(Records from a dataset)
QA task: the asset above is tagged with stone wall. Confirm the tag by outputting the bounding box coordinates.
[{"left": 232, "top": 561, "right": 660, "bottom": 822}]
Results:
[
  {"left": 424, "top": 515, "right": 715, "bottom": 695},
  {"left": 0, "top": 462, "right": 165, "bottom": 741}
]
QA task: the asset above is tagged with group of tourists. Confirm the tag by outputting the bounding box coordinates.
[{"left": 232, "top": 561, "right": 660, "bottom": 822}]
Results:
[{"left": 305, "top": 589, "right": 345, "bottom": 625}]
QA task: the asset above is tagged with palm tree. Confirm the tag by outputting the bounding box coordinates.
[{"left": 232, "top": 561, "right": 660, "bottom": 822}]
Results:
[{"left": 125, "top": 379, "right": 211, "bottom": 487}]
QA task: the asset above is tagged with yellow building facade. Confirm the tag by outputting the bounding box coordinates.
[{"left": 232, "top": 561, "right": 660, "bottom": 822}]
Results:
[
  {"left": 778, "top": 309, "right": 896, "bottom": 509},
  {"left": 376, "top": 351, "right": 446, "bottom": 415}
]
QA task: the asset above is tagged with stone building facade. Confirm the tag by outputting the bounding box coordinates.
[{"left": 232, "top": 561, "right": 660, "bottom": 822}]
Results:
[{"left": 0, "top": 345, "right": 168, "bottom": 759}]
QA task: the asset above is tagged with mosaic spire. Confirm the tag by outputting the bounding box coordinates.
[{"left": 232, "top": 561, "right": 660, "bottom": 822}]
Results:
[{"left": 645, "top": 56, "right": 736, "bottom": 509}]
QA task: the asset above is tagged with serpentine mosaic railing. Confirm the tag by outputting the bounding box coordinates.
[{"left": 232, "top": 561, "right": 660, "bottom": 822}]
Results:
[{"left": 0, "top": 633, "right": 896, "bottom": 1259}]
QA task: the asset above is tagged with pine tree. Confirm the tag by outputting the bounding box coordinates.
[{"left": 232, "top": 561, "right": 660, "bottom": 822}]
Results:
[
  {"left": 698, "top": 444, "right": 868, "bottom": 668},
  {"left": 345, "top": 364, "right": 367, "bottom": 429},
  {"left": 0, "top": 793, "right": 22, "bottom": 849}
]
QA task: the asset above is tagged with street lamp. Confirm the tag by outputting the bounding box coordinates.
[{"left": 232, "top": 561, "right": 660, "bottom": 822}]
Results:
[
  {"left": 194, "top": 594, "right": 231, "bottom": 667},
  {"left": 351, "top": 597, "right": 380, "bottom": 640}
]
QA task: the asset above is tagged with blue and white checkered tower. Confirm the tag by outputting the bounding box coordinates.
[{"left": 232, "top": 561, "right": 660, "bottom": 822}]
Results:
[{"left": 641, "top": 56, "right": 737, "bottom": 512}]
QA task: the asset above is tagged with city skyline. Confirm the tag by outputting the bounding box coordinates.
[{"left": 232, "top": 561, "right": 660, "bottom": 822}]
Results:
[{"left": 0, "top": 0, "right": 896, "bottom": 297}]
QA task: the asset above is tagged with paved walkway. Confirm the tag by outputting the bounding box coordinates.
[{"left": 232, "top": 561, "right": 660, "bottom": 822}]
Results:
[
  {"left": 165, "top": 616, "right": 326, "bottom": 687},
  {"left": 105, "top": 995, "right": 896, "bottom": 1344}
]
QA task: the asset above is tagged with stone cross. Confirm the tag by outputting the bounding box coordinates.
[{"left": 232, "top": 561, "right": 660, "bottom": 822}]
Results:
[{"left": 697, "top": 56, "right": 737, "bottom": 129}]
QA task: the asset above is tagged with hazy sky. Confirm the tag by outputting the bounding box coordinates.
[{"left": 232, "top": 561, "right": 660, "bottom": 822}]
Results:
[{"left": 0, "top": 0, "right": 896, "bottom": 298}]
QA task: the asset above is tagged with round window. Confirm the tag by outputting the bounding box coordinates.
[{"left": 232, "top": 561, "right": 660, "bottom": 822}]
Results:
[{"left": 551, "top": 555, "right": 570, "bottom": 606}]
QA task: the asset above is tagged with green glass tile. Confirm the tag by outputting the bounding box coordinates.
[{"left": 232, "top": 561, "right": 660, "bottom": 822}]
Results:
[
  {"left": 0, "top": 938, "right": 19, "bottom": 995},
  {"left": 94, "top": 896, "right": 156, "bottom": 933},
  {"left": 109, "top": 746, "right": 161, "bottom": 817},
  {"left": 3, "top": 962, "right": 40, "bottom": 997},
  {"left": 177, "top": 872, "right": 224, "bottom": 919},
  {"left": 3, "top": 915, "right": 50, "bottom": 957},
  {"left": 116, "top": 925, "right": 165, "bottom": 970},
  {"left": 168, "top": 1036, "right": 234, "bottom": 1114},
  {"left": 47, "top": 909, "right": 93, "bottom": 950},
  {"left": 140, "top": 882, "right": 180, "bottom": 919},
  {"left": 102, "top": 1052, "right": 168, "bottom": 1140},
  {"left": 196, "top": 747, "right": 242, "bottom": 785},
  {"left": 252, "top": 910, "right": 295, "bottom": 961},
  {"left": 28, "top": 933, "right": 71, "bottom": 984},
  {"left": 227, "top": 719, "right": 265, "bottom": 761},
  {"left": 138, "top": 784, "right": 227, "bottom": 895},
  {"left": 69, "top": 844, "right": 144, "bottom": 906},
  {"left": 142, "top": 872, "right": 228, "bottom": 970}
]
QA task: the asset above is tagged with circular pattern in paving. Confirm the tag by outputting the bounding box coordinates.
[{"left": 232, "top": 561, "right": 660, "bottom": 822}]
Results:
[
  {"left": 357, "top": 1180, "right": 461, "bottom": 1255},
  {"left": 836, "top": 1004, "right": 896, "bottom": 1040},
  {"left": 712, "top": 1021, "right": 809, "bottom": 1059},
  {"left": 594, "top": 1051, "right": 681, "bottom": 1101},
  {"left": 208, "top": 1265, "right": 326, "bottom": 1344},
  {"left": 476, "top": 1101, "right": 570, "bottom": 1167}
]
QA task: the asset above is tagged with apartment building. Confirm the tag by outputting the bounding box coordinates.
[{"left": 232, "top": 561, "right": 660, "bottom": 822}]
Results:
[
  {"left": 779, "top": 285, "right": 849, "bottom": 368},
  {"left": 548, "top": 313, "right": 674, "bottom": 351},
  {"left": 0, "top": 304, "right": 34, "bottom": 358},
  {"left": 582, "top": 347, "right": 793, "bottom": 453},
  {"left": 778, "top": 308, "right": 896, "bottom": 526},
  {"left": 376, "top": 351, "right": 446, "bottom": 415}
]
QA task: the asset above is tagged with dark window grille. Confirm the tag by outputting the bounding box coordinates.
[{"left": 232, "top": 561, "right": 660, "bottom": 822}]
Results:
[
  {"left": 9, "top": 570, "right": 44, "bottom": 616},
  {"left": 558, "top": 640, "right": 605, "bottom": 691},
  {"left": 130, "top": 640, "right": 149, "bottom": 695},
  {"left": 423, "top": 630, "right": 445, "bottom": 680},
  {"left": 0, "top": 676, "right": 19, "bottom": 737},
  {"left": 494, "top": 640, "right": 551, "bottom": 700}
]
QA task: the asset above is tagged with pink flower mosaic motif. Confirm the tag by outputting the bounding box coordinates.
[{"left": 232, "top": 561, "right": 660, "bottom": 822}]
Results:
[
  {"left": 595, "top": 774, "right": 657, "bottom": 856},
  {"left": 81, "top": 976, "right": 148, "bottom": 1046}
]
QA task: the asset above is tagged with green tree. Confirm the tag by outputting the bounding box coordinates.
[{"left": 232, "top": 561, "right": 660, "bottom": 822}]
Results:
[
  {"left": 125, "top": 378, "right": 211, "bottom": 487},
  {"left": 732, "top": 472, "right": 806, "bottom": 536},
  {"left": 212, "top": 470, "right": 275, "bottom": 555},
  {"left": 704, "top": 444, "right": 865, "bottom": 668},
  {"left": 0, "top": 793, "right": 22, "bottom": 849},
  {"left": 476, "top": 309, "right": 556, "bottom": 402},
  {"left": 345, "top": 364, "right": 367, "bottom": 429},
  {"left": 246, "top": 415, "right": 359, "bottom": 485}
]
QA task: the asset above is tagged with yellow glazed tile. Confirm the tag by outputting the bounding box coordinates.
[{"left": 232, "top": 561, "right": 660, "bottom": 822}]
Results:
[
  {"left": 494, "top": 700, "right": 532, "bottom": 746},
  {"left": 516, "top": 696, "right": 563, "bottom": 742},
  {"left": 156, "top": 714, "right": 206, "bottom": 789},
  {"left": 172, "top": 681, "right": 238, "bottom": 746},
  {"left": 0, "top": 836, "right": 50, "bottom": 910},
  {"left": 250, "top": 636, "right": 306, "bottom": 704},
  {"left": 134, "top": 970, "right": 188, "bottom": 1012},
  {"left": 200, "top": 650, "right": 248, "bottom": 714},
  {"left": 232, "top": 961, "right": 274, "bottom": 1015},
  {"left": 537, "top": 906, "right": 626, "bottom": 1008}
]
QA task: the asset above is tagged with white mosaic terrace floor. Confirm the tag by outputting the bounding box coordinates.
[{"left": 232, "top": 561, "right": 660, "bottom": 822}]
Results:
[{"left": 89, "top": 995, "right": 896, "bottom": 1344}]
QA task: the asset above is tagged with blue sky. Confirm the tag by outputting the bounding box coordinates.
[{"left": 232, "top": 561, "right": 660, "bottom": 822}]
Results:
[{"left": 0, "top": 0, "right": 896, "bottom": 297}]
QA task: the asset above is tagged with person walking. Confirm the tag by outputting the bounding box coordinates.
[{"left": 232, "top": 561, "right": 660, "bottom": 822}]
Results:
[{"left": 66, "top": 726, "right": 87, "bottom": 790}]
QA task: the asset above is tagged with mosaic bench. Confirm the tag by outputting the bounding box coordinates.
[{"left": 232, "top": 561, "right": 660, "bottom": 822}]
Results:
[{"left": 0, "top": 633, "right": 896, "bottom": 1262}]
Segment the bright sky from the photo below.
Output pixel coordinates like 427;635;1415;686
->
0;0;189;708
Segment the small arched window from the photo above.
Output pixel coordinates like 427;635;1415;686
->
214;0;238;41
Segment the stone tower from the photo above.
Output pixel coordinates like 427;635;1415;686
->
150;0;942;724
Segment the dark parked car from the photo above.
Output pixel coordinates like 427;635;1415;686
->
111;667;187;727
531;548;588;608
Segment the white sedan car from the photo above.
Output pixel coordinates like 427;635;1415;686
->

§ WHAT YOU WILL DO: Rewrite the stretch from the line containing "Segment the dark" through the end of the items, keeping the requests, and increase every pixel coordinate in the answers by 87.

§ EXERCISE RESPONSE:
Segment the dark parked car from the photo above.
Output pixel coordinates like 427;635;1415;686
->
198;754;274;814
618;635;675;695
Segment the white sedan car from the photo above.
Output pixel coordinates like 427;635;1415;686
->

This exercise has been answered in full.